SUPPLIED PASSAGE:
---+---
That's the present, not 100 years in the future.

> Beyond that, the Borg definitely make for good cinema.

Not if we're the Borg.

------
jadell
Of course when you take out convenient and safe space travel, it's easy to say
there's nothing to strive for, technologically. Try having the same opinion
while leaving space travel in the conversation, especially with FTL travel.
And infinite non-polluting energy sources. And superior medical technology.
And the end of hunger and poverty. And dozens of other innovations in the Star
Trek world that are pipe-dreams right now. There's plenty left to invent and
innovate. If all you focus on is furniture and hand-held devices then you're
not thinking big enough, and you will be disappointed.

Personally, I think the fact that you didn't even notice the more world-
changing advances in the background to be a credit to the movie; a world like
that was so believable that you didn't even notice how far away it actually
is.

------
guimarin
OP is not alone. I saw the trailer for elysium and immediately thought,
Rendezvous with Rama ( 50 yrs old ). For me, part of the problem with
envisioning a future that is so much 'more' than what we have today, on the
order of how Star Trek was in the 60s, is a consequence of how much our
scientists understand 'limits' today than they did then. Elevated freeways,
and floating cars, simply aren't practical given our understanding of physics
and energy. The most practical 'sf' that we've seen lately is about human
simulation, and as far as the big screen goes, that's pretty boring. Also
correct me if I'm wrong, but since the transistor, we've seen three waves of
digitization, digitization of tools ( calculator ), digitization of human
society/social interaction ( message-boards -> facebook ), and finally we are
beginning the third and final stage, digitization of ourselves ( quantified
self, implantable bio-tech ). This 'second renaissance' if you will seems to
end with human virtualization ( after which no reasonable extrapolation seems
plausible ).

From a SF big-picture sort of movie archetype, this stuff seems pretty tired,
thin and boring. I think we are only beginning to understand the societal
implications of the first two waves of digitization, and even the most
hardcore dystopia hasn't yet captured all the avenues of the third. Seems to
me, Hollywood can only make blockbusters profitable, and the type of SF that
we are envisioning now is a lot more subtle.
---+---
EXTRACTED ENTRIES:

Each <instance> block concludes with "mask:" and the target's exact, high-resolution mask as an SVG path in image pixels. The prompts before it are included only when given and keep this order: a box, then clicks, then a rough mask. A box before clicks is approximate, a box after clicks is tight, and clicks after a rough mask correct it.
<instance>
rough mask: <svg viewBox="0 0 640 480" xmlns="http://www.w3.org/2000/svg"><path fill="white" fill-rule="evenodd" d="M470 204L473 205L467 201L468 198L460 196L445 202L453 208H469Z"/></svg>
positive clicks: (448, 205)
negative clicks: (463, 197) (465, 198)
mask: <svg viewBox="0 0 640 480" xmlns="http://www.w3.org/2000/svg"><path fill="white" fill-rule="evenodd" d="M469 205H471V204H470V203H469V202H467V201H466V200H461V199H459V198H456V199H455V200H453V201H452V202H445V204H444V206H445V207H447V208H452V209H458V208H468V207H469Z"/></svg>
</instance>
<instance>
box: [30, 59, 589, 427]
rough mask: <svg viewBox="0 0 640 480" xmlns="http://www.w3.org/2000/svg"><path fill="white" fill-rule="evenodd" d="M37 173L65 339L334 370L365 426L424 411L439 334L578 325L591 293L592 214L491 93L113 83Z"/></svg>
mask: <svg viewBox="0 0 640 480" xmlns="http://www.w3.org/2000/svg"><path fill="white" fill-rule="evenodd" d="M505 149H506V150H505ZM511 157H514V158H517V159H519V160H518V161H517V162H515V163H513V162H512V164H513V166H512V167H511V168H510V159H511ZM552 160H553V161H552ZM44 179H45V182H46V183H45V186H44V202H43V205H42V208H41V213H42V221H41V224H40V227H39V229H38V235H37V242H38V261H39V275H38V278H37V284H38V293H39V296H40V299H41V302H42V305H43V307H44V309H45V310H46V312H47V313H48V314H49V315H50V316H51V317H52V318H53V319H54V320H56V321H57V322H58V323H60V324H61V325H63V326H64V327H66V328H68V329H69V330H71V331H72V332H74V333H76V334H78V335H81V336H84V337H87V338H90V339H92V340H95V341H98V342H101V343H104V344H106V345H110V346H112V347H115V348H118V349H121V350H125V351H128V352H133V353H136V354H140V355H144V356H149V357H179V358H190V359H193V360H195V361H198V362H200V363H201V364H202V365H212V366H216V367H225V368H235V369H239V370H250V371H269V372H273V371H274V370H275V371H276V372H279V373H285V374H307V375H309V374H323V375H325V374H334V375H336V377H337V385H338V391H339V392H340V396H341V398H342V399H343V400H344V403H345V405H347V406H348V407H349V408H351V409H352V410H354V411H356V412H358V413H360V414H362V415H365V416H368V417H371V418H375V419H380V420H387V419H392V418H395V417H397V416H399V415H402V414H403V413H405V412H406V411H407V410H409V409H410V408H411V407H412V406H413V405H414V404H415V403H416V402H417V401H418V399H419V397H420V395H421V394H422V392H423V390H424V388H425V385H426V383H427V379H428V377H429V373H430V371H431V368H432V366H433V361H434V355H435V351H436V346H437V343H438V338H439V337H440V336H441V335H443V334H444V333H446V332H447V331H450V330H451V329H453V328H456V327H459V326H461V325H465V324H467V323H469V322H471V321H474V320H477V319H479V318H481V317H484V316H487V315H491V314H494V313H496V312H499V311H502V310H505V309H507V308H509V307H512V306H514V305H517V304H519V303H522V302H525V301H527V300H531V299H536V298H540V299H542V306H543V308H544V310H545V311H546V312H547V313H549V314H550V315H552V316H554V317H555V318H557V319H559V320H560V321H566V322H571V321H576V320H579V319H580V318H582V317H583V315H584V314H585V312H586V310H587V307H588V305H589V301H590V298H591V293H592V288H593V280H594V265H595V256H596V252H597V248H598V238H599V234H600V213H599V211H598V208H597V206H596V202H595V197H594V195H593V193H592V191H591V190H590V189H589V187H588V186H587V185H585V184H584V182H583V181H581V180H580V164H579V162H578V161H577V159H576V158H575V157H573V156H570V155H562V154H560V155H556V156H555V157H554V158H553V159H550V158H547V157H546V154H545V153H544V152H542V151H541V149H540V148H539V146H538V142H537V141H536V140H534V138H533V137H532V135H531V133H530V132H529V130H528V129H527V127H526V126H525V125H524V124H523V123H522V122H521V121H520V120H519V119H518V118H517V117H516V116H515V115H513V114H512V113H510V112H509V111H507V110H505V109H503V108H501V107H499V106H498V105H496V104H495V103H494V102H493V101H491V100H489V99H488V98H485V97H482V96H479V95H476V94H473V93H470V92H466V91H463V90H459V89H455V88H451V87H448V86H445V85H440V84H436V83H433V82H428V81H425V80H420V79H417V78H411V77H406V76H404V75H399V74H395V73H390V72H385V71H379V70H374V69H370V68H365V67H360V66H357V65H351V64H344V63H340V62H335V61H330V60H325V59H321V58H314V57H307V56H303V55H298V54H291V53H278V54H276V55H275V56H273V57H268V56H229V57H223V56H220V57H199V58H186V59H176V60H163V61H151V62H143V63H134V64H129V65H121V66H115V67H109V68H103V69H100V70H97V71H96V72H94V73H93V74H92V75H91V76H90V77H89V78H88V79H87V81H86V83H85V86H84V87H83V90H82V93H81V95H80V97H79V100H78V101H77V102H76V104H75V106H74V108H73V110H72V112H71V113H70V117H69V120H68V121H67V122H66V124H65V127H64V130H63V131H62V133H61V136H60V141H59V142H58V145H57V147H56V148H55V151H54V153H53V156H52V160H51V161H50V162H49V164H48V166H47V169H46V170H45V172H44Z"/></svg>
---+---
WORK TO COMPLETE:
**a)** Answer these questions about the forum thread on science fiction films:
(i) Which kind of space travel does jadell especially want kept in the conversation?
(ii) What did guimarin immediately think of after seeing the trailer for Elysium?
(iii) What example does guimarin give of the digitization of tools?
**b)** Can you carry the forum thread on science fiction films on from its last sentence?
The entries have nothing to do with what comes next.

TASK RESULTS:
**a)**
(i) FTL travel
(ii) Rendezvous with Rama
(iii) The calculator

**b)**
------
obviouslygreen
Reading the comments here, then most of the article itself, I couldn't help
thinking "so what?" I like the older Trek and it was clearly impressively
ahead of its time, but the new ones (despite the fact that I really enjoyed
the reboot, at least the first film) aren't intended to be anything more than
action movies with reheated characters.

On finishing the article... I'm closer to siding with the author. I don't know
if it's the rational-rather-than-nostalgic way it's written or what, but it
does make me feel like we're selling ourselves short, and it definitely wakens
an old question: What _might_ the future look like, if it changes as much as
we've seen things change since that venerable original series?

I don't think looking to the tech industry is fair; that is and always has
been about business. But Hollywood is sticking to the safe franchises even
more than they ever have with the advent of comic book movies (another thing
I've enjoyed some of, but they've been done to death several times over).
There have been some really good science fiction series in the last decade,
but in the vein of this article, I can't really think of any that really
pushed the envelope in terms of futurism with technology.

I actually find this a bit more inspiring than morbid, though. What could be
coming? Childlike wonder, here I come! :)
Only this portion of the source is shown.